とある高校の生徒会長を務める少女、律花(表紙)。成績優秀、容姿端麗。月に何回かモデルのバイトも務める、正に完璧なパーフェクトヒロイン。そんな彼女に懸想する少年、冬季。生徒会書記を務める後輩であり、彼女に憧れを抱きながらも届かぬ手を空振りさせるモブな後輩。

 

 しかし、そんなある日。冬季のアルバイト先に新人バイトとして律花が姿を現したところから、冬季の青春は移り変わる。しかしそれは、良い方向と言えるのか、どうなのか。

 

彼女が新人バイトとして入ってきた理由、それは冬季の同僚でもある憧れの先輩、澤野に近づきたかったから。しかし学校で見せるパーフェクトヒロインぶりとは真逆、憧れの先輩の前では空回ってばかりのぽんこつ気味。

 

 そんな彼女に澤野へ近づく為の手伝いを依頼され。彼の青春は更なる面白き方向へと踏み込んでいくのである。

 

まずは経験を積む為に、放課後デートから始め、デートの予行演習として二人で買い物に行き。更には先輩に近づく為の作戦を立てるために、律花の家に招かれたり。

 

どんどんと自分だけしか知らぬ顔が増えていく、自分しか知らぬ一面が見えてくる。完璧に思えていた彼女の、年相応の一面が見えてくる。

 

 でも、彼女が見ているのは自分ではない。そんな事実に冬季の心は揺れる。何処か危うい思いが芽生えていく。それは律花も同じ。練習と称して冬季と関わる中、今までにはない思いが芽生えていく。

:: 表示項目 ::

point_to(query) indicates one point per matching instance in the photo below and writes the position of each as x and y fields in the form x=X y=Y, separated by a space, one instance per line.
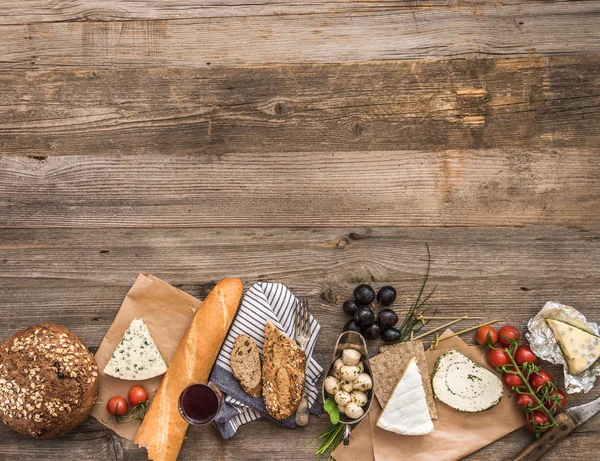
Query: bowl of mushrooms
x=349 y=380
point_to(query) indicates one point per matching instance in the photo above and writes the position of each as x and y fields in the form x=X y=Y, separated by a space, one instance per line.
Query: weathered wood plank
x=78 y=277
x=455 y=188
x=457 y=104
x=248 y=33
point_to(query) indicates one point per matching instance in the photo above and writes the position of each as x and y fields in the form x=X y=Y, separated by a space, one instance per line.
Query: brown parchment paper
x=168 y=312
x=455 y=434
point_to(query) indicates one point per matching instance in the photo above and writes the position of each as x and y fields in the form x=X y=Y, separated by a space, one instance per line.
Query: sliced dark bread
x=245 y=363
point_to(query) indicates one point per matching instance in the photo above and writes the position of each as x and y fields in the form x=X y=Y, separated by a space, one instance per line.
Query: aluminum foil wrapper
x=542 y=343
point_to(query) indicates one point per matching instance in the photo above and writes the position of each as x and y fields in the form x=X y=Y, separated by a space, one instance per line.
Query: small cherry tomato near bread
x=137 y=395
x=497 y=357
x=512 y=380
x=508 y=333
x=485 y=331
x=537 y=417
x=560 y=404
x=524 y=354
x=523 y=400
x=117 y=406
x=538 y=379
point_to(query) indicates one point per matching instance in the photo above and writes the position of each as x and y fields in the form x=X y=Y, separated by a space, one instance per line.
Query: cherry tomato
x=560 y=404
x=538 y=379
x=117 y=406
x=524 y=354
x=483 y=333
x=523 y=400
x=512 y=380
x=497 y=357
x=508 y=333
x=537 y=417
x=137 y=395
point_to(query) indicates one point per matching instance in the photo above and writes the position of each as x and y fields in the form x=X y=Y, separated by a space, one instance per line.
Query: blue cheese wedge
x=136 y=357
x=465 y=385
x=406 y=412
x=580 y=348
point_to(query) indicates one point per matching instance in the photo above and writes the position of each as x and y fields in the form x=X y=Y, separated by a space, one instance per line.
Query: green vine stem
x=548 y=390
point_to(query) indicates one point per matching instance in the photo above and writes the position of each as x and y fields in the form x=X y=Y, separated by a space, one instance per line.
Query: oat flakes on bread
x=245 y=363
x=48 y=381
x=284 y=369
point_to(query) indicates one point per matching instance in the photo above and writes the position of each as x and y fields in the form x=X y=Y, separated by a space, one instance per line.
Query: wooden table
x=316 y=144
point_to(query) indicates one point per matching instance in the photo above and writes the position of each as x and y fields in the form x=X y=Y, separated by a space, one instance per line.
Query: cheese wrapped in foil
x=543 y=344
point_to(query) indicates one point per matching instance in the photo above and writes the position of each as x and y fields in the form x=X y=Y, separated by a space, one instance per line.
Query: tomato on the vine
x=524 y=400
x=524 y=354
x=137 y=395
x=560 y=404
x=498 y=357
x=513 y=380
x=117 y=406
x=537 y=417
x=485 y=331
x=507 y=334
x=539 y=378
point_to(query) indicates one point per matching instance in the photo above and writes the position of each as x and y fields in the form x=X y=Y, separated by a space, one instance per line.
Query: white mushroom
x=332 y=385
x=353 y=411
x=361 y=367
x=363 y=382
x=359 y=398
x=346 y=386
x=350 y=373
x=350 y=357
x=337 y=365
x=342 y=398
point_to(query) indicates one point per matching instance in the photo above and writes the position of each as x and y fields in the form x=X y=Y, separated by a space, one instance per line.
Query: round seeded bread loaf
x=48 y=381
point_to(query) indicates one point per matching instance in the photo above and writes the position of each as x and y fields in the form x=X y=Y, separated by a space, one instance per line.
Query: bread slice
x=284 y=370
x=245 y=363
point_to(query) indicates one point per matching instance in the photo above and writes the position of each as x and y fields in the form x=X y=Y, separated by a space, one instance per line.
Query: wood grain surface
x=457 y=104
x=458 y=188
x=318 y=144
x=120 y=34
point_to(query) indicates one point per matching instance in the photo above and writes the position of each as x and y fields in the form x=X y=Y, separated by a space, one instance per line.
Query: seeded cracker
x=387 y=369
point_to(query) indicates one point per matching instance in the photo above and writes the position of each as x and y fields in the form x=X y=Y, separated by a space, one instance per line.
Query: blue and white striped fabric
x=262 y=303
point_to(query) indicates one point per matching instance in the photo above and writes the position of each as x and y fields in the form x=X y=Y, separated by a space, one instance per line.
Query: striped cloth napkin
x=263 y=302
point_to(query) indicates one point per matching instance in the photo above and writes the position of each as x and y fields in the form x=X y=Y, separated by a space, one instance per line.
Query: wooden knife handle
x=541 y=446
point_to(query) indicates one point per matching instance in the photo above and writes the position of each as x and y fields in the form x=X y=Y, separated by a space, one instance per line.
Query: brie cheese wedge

:: 課題の目的 ::
上の抜粋をもとに、次の質問に答えてください。
1. 冬季は生徒会で何の役職を務めていますか。
2. 律花が新人バイトとして入ってきたのは、誰に近づきたかったからですか。
3. 先輩に近づくための作戦を立てるため、冬季はどこに招かれましたか。

:: 解答 ::
1. 生徒会書記
2. 冬季の同僚でもある憧れの先輩、澤野
3. 律花の家